▸ **Job**: Can you filter the data below down to only the lines that contain the string "stone"?

▸ **Task data**:
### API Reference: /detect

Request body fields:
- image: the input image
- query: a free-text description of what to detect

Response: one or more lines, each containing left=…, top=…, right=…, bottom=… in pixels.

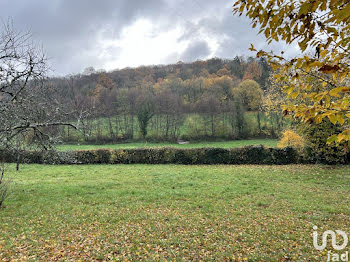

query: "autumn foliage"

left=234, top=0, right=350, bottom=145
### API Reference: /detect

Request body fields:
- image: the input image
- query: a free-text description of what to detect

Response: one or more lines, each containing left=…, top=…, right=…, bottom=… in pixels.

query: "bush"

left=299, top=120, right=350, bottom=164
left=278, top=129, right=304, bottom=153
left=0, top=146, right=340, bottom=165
--
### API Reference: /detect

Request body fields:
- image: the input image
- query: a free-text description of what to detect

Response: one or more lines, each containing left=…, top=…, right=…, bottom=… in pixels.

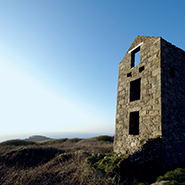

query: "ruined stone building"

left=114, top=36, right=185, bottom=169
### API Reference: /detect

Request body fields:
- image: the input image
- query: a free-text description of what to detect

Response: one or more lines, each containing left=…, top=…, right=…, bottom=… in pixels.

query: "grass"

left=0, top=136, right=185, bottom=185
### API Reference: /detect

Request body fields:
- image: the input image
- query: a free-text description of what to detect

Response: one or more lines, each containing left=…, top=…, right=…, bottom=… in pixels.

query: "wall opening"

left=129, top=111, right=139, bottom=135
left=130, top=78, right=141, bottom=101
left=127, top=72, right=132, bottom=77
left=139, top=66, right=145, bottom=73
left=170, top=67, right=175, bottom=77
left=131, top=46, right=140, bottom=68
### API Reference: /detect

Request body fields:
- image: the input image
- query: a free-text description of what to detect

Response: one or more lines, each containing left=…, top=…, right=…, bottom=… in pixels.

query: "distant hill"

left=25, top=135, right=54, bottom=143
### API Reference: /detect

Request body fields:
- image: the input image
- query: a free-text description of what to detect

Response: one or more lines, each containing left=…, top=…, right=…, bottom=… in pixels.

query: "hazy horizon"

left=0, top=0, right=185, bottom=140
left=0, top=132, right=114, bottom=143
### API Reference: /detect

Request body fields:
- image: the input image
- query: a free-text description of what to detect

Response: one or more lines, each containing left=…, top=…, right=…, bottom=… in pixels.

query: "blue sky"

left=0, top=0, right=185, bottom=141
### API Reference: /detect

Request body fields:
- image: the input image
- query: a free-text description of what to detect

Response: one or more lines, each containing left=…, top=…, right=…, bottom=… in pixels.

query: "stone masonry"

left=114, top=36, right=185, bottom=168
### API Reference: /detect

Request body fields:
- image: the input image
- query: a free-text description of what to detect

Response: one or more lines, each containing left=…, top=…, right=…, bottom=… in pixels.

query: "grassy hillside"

▸ **Reply to the exercise**:
query: "ruined stone building"
query: "stone masonry"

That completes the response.